Instructions for the task. Render each line of the rows below as a Markdown table with two columns, No. and Line. Number the lines in order and leave out any blank ones.

BEGIN Material provided

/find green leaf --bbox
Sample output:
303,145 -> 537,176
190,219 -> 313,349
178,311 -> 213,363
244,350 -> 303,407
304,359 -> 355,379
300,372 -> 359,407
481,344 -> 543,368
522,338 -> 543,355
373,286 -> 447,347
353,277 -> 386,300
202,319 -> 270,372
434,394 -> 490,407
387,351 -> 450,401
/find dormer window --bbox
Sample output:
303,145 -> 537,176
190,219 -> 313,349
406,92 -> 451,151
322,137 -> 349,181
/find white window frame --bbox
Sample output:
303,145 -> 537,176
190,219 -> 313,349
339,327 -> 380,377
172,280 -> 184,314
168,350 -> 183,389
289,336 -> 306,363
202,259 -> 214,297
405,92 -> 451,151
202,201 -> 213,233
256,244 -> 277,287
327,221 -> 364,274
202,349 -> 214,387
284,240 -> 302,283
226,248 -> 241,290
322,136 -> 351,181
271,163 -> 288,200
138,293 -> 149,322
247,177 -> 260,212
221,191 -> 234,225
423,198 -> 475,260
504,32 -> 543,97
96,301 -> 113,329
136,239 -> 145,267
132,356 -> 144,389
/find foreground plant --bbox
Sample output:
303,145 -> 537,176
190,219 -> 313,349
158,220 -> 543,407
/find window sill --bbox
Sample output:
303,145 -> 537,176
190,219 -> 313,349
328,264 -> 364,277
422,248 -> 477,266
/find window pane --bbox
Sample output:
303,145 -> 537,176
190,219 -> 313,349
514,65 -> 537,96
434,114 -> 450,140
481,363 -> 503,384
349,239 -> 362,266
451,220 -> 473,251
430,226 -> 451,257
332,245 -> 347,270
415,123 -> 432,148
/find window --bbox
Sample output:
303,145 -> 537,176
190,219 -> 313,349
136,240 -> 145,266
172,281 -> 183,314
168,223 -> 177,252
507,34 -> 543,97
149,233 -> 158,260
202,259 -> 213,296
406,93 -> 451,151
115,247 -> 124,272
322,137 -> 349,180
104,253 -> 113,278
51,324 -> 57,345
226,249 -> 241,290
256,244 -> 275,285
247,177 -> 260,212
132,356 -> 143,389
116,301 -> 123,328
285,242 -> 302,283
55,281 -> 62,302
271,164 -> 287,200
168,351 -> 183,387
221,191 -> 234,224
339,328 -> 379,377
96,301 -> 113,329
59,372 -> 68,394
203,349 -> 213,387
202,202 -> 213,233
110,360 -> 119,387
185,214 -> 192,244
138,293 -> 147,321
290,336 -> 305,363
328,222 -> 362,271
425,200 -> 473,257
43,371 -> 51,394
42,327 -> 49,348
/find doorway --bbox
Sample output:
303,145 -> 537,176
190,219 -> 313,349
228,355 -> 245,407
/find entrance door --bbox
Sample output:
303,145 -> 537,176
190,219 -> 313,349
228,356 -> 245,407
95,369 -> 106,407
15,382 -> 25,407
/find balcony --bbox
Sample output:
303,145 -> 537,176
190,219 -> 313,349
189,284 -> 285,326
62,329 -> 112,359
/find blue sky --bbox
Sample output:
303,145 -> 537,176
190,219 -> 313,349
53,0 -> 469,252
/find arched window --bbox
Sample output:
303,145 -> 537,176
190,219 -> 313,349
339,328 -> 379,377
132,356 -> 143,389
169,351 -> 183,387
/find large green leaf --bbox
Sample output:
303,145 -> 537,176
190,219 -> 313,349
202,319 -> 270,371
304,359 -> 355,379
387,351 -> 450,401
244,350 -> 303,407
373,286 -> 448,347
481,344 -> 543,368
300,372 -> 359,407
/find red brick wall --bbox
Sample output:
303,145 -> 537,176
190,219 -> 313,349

END Material provided

Right answer.
| No. | Line |
|---|---|
| 1 | /find green leaf --bbox |
| 2 | Sample output: |
| 3 | 303,145 -> 537,176 |
| 4 | 190,219 -> 313,349 |
| 5 | 178,311 -> 213,363 |
| 6 | 244,350 -> 303,407 |
| 7 | 304,359 -> 355,379 |
| 8 | 300,372 -> 359,407 |
| 9 | 481,344 -> 543,368 |
| 10 | 522,338 -> 543,355 |
| 11 | 373,286 -> 447,347 |
| 12 | 353,277 -> 386,300 |
| 13 | 202,319 -> 270,372 |
| 14 | 434,394 -> 490,407 |
| 15 | 387,351 -> 450,401 |
| 16 | /find dormer window --bbox |
| 17 | Sample output: |
| 18 | 303,145 -> 537,176 |
| 19 | 190,219 -> 313,349 |
| 20 | 406,92 -> 451,151 |
| 21 | 322,137 -> 349,181 |
| 22 | /find white window frame --bbox |
| 23 | Sample output: |
| 24 | 303,145 -> 537,176 |
| 25 | 190,219 -> 313,349 |
| 26 | 339,327 -> 380,377 |
| 27 | 172,280 -> 184,314 |
| 28 | 168,350 -> 183,389 |
| 29 | 289,336 -> 306,363 |
| 30 | 202,259 -> 214,297 |
| 31 | 405,92 -> 451,151 |
| 32 | 202,201 -> 213,233 |
| 33 | 256,244 -> 277,287 |
| 34 | 327,221 -> 364,274 |
| 35 | 202,349 -> 214,387 |
| 36 | 284,240 -> 302,283 |
| 37 | 226,248 -> 241,290 |
| 38 | 322,136 -> 351,181 |
| 39 | 271,163 -> 288,200 |
| 40 | 138,293 -> 149,322 |
| 41 | 247,177 -> 260,212 |
| 42 | 221,191 -> 234,225 |
| 43 | 423,198 -> 475,260 |
| 44 | 504,32 -> 543,97 |
| 45 | 96,301 -> 113,329 |
| 46 | 136,239 -> 145,267 |
| 47 | 132,356 -> 144,389 |
| 48 | /find foreground plant --bbox |
| 49 | Sample output: |
| 50 | 303,145 -> 537,176 |
| 51 | 190,219 -> 313,349 |
| 52 | 158,220 -> 543,407 |
| 53 | /find window sill --bbox |
| 54 | Sample output: |
| 55 | 303,145 -> 537,176 |
| 56 | 190,219 -> 313,349 |
| 57 | 328,264 -> 364,277 |
| 58 | 422,248 -> 477,266 |
| 59 | /find window pane --bbox |
| 60 | Sample output: |
| 61 | 303,145 -> 537,176 |
| 62 | 190,219 -> 313,349 |
| 63 | 514,65 -> 537,96 |
| 64 | 434,114 -> 450,140 |
| 65 | 481,363 -> 503,384 |
| 66 | 349,239 -> 362,266 |
| 67 | 451,220 -> 473,251 |
| 68 | 430,226 -> 451,257 |
| 69 | 332,245 -> 347,270 |
| 70 | 415,123 -> 432,148 |
| 71 | /find window --bbox |
| 72 | Sample output: |
| 73 | 303,145 -> 537,176 |
| 74 | 190,219 -> 313,349 |
| 75 | 136,240 -> 145,266 |
| 76 | 172,281 -> 183,314 |
| 77 | 168,223 -> 177,252 |
| 78 | 507,34 -> 543,97 |
| 79 | 149,233 -> 158,260 |
| 80 | 202,259 -> 213,296 |
| 81 | 406,93 -> 451,151 |
| 82 | 115,247 -> 124,272 |
| 83 | 322,137 -> 349,180 |
| 84 | 104,253 -> 113,278 |
| 85 | 51,324 -> 57,345 |
| 86 | 226,249 -> 241,290 |
| 87 | 256,244 -> 275,285 |
| 88 | 247,177 -> 260,212 |
| 89 | 132,356 -> 143,389 |
| 90 | 116,301 -> 123,328 |
| 91 | 285,242 -> 302,283 |
| 92 | 55,281 -> 62,302 |
| 93 | 271,164 -> 287,200 |
| 94 | 168,351 -> 183,387 |
| 95 | 221,191 -> 234,224 |
| 96 | 339,328 -> 379,377 |
| 97 | 96,301 -> 113,329 |
| 98 | 59,372 -> 68,394 |
| 99 | 203,349 -> 213,387 |
| 100 | 202,202 -> 213,233 |
| 101 | 110,360 -> 119,387 |
| 102 | 185,214 -> 192,244 |
| 103 | 138,293 -> 147,321 |
| 104 | 290,336 -> 305,363 |
| 105 | 328,222 -> 362,271 |
| 106 | 425,200 -> 473,257 |
| 107 | 43,371 -> 51,394 |
| 108 | 42,327 -> 49,348 |
| 109 | /find doorway --bbox |
| 110 | Sample output: |
| 111 | 303,145 -> 537,176 |
| 112 | 190,219 -> 313,349 |
| 113 | 228,355 -> 245,407 |
| 114 | /find entrance door --bbox |
| 115 | Sample output: |
| 116 | 303,145 -> 537,176 |
| 117 | 190,219 -> 313,349 |
| 118 | 228,356 -> 245,407 |
| 119 | 95,369 -> 106,407 |
| 120 | 15,382 -> 25,407 |
| 121 | /find balcony --bbox |
| 122 | Sample output: |
| 123 | 303,145 -> 537,176 |
| 124 | 190,219 -> 313,349 |
| 125 | 189,284 -> 285,326 |
| 126 | 62,329 -> 112,359 |
| 127 | /find blue sky --bbox |
| 128 | Sample output: |
| 129 | 303,145 -> 537,176 |
| 130 | 190,219 -> 313,349 |
| 131 | 53,0 -> 469,252 |
| 132 | /find arched window --bbox |
| 133 | Sample output: |
| 134 | 303,145 -> 537,176 |
| 135 | 190,219 -> 313,349 |
| 136 | 339,328 -> 379,377 |
| 137 | 132,356 -> 143,389 |
| 138 | 169,351 -> 183,387 |
| 139 | /find large green leaf --bbox |
| 140 | Sample output: |
| 141 | 303,145 -> 537,176 |
| 142 | 190,219 -> 313,349 |
| 143 | 202,319 -> 270,371 |
| 144 | 304,359 -> 355,379 |
| 145 | 387,351 -> 450,401 |
| 146 | 244,350 -> 303,407 |
| 147 | 373,286 -> 448,347 |
| 148 | 481,344 -> 543,368 |
| 149 | 300,372 -> 359,407 |
| 150 | /find red brick wall --bbox |
| 151 | Sample output: |
| 152 | 303,145 -> 537,176 |
| 153 | 190,219 -> 313,349 |